━━ Data for review

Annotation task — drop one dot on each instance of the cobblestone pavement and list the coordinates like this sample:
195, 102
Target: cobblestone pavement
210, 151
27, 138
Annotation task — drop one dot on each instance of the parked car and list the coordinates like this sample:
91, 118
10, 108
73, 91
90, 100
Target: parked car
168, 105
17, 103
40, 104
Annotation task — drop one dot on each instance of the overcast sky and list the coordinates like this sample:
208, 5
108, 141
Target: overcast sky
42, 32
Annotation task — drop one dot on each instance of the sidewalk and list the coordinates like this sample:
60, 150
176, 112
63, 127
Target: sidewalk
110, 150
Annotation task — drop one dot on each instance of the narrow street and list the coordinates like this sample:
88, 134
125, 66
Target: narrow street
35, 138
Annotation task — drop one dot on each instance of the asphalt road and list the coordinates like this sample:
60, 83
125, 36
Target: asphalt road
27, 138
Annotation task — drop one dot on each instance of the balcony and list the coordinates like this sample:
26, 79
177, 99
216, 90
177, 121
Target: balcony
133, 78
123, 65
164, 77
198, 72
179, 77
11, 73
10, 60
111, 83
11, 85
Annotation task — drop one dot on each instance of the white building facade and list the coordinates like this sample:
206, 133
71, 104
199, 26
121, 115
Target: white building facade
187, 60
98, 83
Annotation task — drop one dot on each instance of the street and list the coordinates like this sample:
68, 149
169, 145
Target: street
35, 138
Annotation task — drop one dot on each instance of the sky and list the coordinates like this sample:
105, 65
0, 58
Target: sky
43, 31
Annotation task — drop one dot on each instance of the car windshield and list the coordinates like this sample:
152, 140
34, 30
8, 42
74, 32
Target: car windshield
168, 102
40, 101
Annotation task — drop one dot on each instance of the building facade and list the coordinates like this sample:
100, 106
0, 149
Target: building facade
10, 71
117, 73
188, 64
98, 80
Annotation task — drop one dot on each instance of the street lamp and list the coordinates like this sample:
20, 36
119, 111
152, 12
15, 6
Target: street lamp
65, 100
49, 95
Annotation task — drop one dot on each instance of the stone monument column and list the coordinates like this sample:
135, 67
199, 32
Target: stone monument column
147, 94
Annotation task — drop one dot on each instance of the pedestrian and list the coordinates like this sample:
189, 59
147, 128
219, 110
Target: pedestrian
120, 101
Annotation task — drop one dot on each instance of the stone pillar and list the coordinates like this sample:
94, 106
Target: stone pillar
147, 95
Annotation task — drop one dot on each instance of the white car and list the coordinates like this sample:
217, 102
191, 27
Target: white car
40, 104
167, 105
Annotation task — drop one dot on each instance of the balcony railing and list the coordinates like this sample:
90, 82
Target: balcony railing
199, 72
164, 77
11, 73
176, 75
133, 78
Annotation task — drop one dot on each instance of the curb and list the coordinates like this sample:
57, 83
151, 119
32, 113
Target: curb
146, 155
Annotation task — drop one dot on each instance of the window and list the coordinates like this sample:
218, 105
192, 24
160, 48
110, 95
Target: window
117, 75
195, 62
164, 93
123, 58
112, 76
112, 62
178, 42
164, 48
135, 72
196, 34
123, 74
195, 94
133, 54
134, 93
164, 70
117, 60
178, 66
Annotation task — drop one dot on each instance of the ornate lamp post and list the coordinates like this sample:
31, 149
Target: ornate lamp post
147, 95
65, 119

━━━━

Produce a faithful copy of all the material above.

Annotation task — drop one dot on each instance of the cobblestone pavement and list the coordinates like this sample:
195, 102
Target: cobblestone pavement
210, 151
27, 138
Annotation task — drop one dot on each instance of the parked car and list the coordinates like this sample:
91, 118
10, 108
73, 91
90, 100
Target: parked car
168, 105
17, 103
40, 104
Annotation task — drop one dot on each instance of the overcast sky and list the coordinates like this sample:
208, 5
108, 141
Target: overcast sky
42, 32
Annotation task — drop one dot on each instance of the sidewalk and list the coordinates like this sample:
60, 150
176, 112
63, 127
Target: sidewalk
110, 150
Annotation task — drop one dot on each instance of the narrow street and list the coordinates like this sample:
88, 134
125, 66
Target: narrow street
35, 138
Annotation task — drop one dot on each instance of the asphalt road and list the coordinates like this sample:
60, 83
125, 36
Target: asphalt road
27, 138
Annotation task — drop one dot on each instance of the balcony and list the coordinates like this sample:
26, 79
177, 99
216, 90
177, 121
Target: balcony
133, 78
123, 65
164, 77
198, 72
179, 77
11, 73
10, 60
111, 83
11, 85
Annotation task — drop one dot on each instance of the white building facade and list the coordinates like this sample:
206, 133
71, 104
199, 26
121, 115
Target: white building facade
187, 60
98, 83
Annotation task — drop one dot on each instance of the street and list the coordinates like this sample:
68, 149
169, 145
Target: street
35, 138
Annotation task — drop one dot on each instance of the sky and list the coordinates like this sample:
105, 65
0, 58
Target: sky
43, 31
Annotation task — drop one dot on each instance of the car windshield and list the coordinates like this sample:
152, 140
34, 30
8, 42
74, 32
Target: car windshield
168, 102
40, 101
Annotation task — drop one dot on each instance of the building facade and list the coordinates like this sample:
100, 106
0, 149
Target: building facade
10, 71
117, 73
188, 64
98, 80
Annotation task — drop one dot on each instance of the street lamp and list the coordinates like this sample:
20, 36
119, 111
152, 12
15, 6
Target: street lamp
65, 100
49, 95
Annotation task — drop one dot on each instance of the stone monument column and list the coordinates like this sample:
135, 67
199, 32
Target: stone monument column
147, 94
Annotation task — drop one dot on each instance of the pedestrian and list the coordinates like this sample:
189, 59
147, 128
219, 110
Target: pedestrian
120, 101
Annotation task — drop one dot on each instance of the stone pillar and list the coordinates like this sample:
94, 106
Target: stone pillar
147, 95
Annotation task — drop one dot on each instance of the white car and list the coordinates like this sample:
217, 102
191, 27
Target: white car
40, 104
167, 105
Annotation task — drop one dot on each instance of the balcony railing and list the coordinates like this sample:
90, 82
Target: balcony railing
199, 72
164, 77
11, 73
176, 75
133, 78
Annotation task — drop one dot on each instance of the curb and list the coordinates like this sample:
57, 83
151, 119
32, 113
Target: curb
146, 155
Annotation task — drop one dot on each instance of the window and list the coordinates like this sample:
218, 105
192, 24
160, 48
110, 95
Target: window
117, 75
195, 62
164, 93
123, 58
112, 76
112, 62
178, 42
164, 48
135, 72
196, 34
123, 74
195, 94
133, 54
134, 93
164, 70
117, 60
178, 66
Annotation task — drop one dot on each instance of the ornate lamp post and list the coordinates like this sample:
31, 149
Target: ornate lamp post
147, 95
65, 119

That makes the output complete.